═══ Excerpted data ═══
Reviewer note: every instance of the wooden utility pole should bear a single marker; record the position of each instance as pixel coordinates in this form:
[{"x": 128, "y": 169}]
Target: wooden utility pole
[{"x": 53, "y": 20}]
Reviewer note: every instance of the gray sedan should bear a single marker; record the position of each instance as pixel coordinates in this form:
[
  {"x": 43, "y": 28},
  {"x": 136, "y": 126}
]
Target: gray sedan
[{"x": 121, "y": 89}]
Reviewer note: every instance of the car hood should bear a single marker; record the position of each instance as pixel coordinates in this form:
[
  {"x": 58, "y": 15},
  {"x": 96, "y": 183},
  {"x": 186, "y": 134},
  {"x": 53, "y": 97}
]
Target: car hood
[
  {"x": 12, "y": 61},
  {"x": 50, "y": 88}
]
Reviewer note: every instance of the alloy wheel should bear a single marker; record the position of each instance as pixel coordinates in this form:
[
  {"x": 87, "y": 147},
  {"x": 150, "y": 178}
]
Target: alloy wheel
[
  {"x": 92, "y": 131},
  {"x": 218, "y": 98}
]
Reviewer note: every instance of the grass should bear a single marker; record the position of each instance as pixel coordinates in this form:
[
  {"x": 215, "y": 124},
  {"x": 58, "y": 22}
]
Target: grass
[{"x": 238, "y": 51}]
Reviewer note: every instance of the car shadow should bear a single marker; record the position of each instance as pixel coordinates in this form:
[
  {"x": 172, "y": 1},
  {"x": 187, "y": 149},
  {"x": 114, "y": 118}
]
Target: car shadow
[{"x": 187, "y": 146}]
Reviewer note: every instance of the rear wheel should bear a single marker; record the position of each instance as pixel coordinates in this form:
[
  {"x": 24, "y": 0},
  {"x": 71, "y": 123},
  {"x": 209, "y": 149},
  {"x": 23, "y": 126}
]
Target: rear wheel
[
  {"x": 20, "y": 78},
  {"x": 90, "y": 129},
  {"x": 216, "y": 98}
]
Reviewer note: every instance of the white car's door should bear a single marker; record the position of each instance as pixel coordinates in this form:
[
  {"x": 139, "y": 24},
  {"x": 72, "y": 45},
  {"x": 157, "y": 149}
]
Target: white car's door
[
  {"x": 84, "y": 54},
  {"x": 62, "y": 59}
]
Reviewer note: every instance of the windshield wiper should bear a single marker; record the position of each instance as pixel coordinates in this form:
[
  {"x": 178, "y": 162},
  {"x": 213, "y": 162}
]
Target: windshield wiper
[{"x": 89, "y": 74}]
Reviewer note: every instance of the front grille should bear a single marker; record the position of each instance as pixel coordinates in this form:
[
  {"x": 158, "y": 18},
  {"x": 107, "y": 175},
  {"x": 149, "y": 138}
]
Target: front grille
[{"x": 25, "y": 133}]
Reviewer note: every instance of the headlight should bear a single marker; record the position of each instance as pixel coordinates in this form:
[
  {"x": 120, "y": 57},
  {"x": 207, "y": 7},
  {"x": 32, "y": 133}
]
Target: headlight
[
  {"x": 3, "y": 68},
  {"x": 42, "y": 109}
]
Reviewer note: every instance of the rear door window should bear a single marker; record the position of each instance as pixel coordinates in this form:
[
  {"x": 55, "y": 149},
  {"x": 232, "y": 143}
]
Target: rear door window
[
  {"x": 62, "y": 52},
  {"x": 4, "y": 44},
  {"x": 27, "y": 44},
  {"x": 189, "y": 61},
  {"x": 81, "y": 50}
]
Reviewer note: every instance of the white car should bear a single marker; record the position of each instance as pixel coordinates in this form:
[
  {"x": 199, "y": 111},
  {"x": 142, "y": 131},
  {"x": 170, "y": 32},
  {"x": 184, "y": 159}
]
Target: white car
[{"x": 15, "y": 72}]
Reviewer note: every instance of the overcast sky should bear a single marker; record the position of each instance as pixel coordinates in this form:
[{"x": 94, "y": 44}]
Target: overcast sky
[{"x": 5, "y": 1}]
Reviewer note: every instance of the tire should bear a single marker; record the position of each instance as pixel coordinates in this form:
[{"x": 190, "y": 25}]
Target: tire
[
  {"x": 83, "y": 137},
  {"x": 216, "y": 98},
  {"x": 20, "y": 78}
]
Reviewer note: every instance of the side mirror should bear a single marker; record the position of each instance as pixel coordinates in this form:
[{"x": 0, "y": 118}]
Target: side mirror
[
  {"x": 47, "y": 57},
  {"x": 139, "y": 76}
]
═══
#### Task brief:
All entries shown above should be printed again exactly.

#### Solution for this problem:
Reviewer note: every instance of the wooden utility pole should bear a single marker; record the position of each instance as pixel coordinates in this form:
[{"x": 128, "y": 169}]
Target: wooden utility pole
[{"x": 53, "y": 20}]
Reviewer note: every instance of the gray sedan should bear a single marker; record the position of each instance as pixel coordinates in this form:
[
  {"x": 43, "y": 28},
  {"x": 136, "y": 126}
]
Target: gray sedan
[{"x": 121, "y": 89}]
Reviewer note: every instance of the car hood should bear a single marker; record the position of each instance as pixel coordinates in this form:
[
  {"x": 58, "y": 15},
  {"x": 96, "y": 183},
  {"x": 186, "y": 134},
  {"x": 53, "y": 97}
]
Target: car hood
[
  {"x": 12, "y": 61},
  {"x": 50, "y": 88}
]
Reviewer note: every instance of the alloy wheel should bear a single marker; record the position of each instance as pixel coordinates in this form:
[
  {"x": 87, "y": 147},
  {"x": 150, "y": 178}
]
Target: alloy wheel
[
  {"x": 92, "y": 131},
  {"x": 218, "y": 98}
]
Reviewer note: every instance of the grass should bear a single marker; record the position of each instance as pixel coordinates in this form:
[
  {"x": 215, "y": 124},
  {"x": 58, "y": 22}
]
Target: grass
[{"x": 238, "y": 51}]
Reviewer note: every instance of the car shadow should bear a single marker; record the position of each instance as pixel coordinates in this form:
[
  {"x": 172, "y": 1},
  {"x": 187, "y": 149},
  {"x": 114, "y": 118}
]
Target: car shadow
[{"x": 187, "y": 146}]
Reviewer note: every instance of the rear wheel should bear a single marker; record the position of each instance as pixel coordinates in this form:
[
  {"x": 24, "y": 0},
  {"x": 71, "y": 123},
  {"x": 209, "y": 149},
  {"x": 23, "y": 126}
]
Target: rear wheel
[
  {"x": 20, "y": 78},
  {"x": 90, "y": 129},
  {"x": 216, "y": 98}
]
Reviewer note: every instance of the white car's door should bear a single marker; record the position of each instance as pixel coordinates in this form:
[
  {"x": 139, "y": 24},
  {"x": 72, "y": 45},
  {"x": 157, "y": 149}
]
Target: white car's door
[
  {"x": 84, "y": 54},
  {"x": 62, "y": 59}
]
Reviewer note: every instance of the windshield wiper should bear a single marker; record the position of each instance as pixel coordinates in this form:
[
  {"x": 178, "y": 162},
  {"x": 213, "y": 162}
]
Target: windshield wiper
[{"x": 89, "y": 74}]
Reviewer note: every instance of the front grille should bear a single marker; record the position of each instance as pixel coordinates in this form:
[
  {"x": 158, "y": 18},
  {"x": 107, "y": 175},
  {"x": 149, "y": 138}
]
Target: front grille
[{"x": 25, "y": 133}]
Reviewer note: every instance of the headlight should bear a single marker; record the position of each instance as pixel coordinates in this form:
[
  {"x": 120, "y": 57},
  {"x": 207, "y": 7},
  {"x": 32, "y": 133}
]
Target: headlight
[
  {"x": 3, "y": 68},
  {"x": 42, "y": 109}
]
Reviewer note: every instance of the rear door window should bear a single marker; record the position of each instance as pixel coordinates in this form:
[
  {"x": 55, "y": 149},
  {"x": 232, "y": 143}
]
Target: rear door window
[
  {"x": 62, "y": 52},
  {"x": 4, "y": 44},
  {"x": 27, "y": 44},
  {"x": 189, "y": 61},
  {"x": 81, "y": 50}
]
Reviewer note: every instance of the white car should bear a single marker; record the position of each instance as pixel coordinates in this form:
[
  {"x": 199, "y": 111},
  {"x": 142, "y": 131},
  {"x": 170, "y": 32},
  {"x": 184, "y": 159}
]
Target: white car
[{"x": 15, "y": 72}]
Reviewer note: every instance of the overcast sky should bear a single marker; record the position of each instance as pixel coordinates in this form:
[{"x": 94, "y": 44}]
Target: overcast sky
[{"x": 5, "y": 1}]
Reviewer note: every instance of the tire should bear a single marker; record the position of each instance as pixel coordinates in this form:
[{"x": 190, "y": 25}]
Target: tire
[
  {"x": 83, "y": 137},
  {"x": 216, "y": 98},
  {"x": 20, "y": 78}
]
Reviewer note: every instance of the side mirror should bear a single marker; record the position of each instance as pixel coordinates in this form:
[{"x": 0, "y": 118}]
Target: side mirror
[
  {"x": 47, "y": 57},
  {"x": 139, "y": 76}
]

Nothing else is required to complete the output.